**SEITENAUSZUG:**
☆ ☆ ☆ ☆ ☆

Auch in Australien ist Craft-Beer ein großes Thema und so hat sich auch hier eine Reihe von Mikrobrauereien etabliert. Die Matso’s Broome Brewery hat einige preisgekrönte und saisonale Biere auf der Karte, die zu den besten Bieren Australiens zählen. Meine Favoriten sind das fruchtige Mango Beer (die dafür benötigten Mangos wachsen hier in der Kimberley-Region) und das Ginger Beer.

Auf Grund der großen Nachfrage wird seit 2007 nicht mehr nur hier in diesem historischen Gebäude das Bier gebraut sondern ein Teil der Produktion in eine Brauerei in Perth ausgelagert. Das Gebäude der Brauerei hat eine überaus bewegte Geschichte hinter sich. Es wurde ursprünglich als die erste Bank in Broome gebaut. Sie stand mitten im Rotlichtbezirk von Chinatown, umzingelt von Opiumhöhlen und Bordellen. Ende der 1940er Jahre brannte das ganze Stadtviertel ab – nur dieses Gebäude blieb übrig und wechselte seitdem mehrfach die Standorte und seine Bestimmung. Bevor es zur „Hülle“ der Brauerei wurde, beherbergte es einen Gemischtwarenladen der Familie Matsumoto – der Brauereiname erinnert daran.

Rezept: Matso’s Pearler’s Burger

Zutaten (für ca. 4-5 Burger)

  • 1 kg Schweineschulter ohne Knochen
  • 400 g Wurzelgemüse (z. B. Zwiebeln, Sellerie, Karotten)
  • 700 ml Matso’s Pearler’s Pale Ale
  • Salz, Pfeffer
  • Blätter von Rotkohl und Eisbergsalat
  • Tomatenscheiben
  • Burgerbrötchen

 

Für die Sauce:

  • 10 g rote Chili, klein gehackt
  • 10 g Knoblauch, klein gehackt
  • 30 ml Weißweinessig
  • 70 g Zucker
  • 5 g Salz
  • 60 g Honig
  • 5 g Szechuan Pfefferkörner
  • 20 ml Zitronensaft
  • 1 Msp. rote indische Lebensmittelfarbe (falls vorhanden)

☆ ☆ ☆ ☆ ☆

**GESTELLTE AUFGABE 1:**
Schreiben Sie aus dem Text über die Matso’s Broome Brewery den Abschnitt wortgetreu ab, der mit den Worten „Rezept: Matso’s Pearler’s“ beginnt und mit „Zwiebeln, Sellerie, Karotten)“ schließt.
**GESTELLTE AUFGABE 2:**
Beantworten Sie anhand des Textes über die Matso’s Broome Brewery folgende Fragen:
(a) Seit welchem Jahr wird ein Teil der Produktion in eine Brauerei in Perth ausgelagert?
(b) Als was wurde das Gebäude der Brauerei ursprünglich gebaut?
(c) Wie viel Matso’s Pearler’s Pale Ale wird für die Burger benötigt?
**GESTELLTE AUFGABE 3:**
Knüpfen Sie an das Ende des Textes über die Matso’s Broome Brewery an und führen Sie ihn weiter.

**BEREITGESTELLTE DATEN:**

☆ ☆ ☆ ☆ ☆

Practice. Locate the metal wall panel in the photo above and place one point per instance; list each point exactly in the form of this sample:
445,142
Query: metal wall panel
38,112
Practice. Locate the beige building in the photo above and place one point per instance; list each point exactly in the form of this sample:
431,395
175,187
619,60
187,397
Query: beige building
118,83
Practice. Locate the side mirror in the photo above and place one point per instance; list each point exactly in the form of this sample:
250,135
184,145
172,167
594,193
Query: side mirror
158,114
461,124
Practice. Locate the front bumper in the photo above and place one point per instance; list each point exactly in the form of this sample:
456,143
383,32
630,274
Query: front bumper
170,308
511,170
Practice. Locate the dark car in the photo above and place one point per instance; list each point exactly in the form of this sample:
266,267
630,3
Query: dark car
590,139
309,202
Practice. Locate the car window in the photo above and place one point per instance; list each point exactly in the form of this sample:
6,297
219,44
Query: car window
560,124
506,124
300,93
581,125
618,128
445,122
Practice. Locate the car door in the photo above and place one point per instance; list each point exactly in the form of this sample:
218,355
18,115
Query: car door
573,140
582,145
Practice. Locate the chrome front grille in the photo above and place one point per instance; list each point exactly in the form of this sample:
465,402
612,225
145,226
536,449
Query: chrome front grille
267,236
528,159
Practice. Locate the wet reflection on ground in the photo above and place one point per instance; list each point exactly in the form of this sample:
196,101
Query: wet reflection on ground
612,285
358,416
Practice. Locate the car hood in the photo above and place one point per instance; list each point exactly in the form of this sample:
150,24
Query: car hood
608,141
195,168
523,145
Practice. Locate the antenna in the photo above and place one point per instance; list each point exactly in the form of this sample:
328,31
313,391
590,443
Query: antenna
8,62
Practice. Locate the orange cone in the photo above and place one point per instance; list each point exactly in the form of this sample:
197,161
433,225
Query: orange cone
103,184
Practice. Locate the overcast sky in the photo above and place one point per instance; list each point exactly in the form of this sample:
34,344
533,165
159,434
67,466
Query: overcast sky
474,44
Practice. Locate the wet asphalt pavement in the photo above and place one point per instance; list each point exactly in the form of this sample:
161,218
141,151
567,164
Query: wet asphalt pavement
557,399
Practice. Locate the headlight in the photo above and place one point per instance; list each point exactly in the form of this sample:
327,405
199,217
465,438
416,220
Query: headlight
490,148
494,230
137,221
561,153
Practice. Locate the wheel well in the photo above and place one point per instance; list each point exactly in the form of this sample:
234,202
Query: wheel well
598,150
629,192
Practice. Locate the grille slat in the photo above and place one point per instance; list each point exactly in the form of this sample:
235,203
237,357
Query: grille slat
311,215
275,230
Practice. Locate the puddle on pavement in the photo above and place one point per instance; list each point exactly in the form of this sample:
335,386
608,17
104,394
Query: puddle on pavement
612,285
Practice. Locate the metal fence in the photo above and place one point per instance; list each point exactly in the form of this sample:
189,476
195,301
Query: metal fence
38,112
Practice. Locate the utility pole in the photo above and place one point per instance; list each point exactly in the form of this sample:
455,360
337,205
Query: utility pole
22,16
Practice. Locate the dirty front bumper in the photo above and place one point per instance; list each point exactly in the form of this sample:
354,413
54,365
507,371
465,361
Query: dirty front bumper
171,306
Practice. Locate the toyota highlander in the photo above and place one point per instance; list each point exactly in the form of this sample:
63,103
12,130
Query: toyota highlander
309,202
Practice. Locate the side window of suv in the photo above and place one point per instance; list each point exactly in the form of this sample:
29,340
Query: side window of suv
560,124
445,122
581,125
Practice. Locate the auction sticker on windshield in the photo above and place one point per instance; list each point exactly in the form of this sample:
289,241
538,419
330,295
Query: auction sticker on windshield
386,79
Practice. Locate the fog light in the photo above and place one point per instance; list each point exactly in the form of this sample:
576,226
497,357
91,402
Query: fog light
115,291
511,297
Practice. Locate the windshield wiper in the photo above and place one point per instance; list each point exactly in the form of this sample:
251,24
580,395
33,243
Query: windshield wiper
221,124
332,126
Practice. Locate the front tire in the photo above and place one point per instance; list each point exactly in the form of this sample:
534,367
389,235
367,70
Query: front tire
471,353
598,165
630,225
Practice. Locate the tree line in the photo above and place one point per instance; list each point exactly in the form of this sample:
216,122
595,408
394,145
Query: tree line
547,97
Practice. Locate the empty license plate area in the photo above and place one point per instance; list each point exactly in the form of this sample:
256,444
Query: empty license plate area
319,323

☆ ☆ ☆ ☆ ☆

**ERGEBNIS 1:**
Rezept: Matso’s Pearler’s Burger

Zutaten (für ca. 4-5 Burger)

  • 1 kg Schweineschulter ohne Knochen
  • 400 g Wurzelgemüse (z. B. Zwiebeln, Sellerie, Karotten)

**ERGEBNIS 2:**
(a) Seit 2007.
(b) Als die erste Bank in Broome.
(c) 700 ml.

**ERGEBNIS 3:**
  • Maisstärke zum Abbinden

 

Zubereitung:
Für die Sauce alle Zutaten bis auf die Maisstärke in einem Kochtopf zum Kochen bringen und zum Schluss mit der Maisstärke abbinden (dafür etwas Stärke mit kaltem Wasser verrühren), so dass die Sauce sirupartig wird. Um den kalten Zustand der Sauce zu testen, einfach zu Beginn einen Teller ins Tiefkühlfach stellen und sobald die Sauce fertig gekocht ist, einen Esslöffel der Sauce auf den eiskalten Teller tröpfeln. Die Sauce erkaltet und man erkennt, wie stark sie abgebunden wurde.

Das Fleisch salzen und pfeffern, in einem Bräter von allen Seiten anbraten, das Gemüse zugeben und ebenfalls anrösten. Mit Pale Ale übergießen und für ca. 5 Stunden im Grill mit geschlossenem Deckel bei 160° C schmoren, bis das Fleisch zerfällt und man es „zupfen“ kann.

Zum Servieren mit der Sauce vermischen und zusammen mit den Salatblättern und Tomatenscheiben auf den Burgerbrötchen anrichten.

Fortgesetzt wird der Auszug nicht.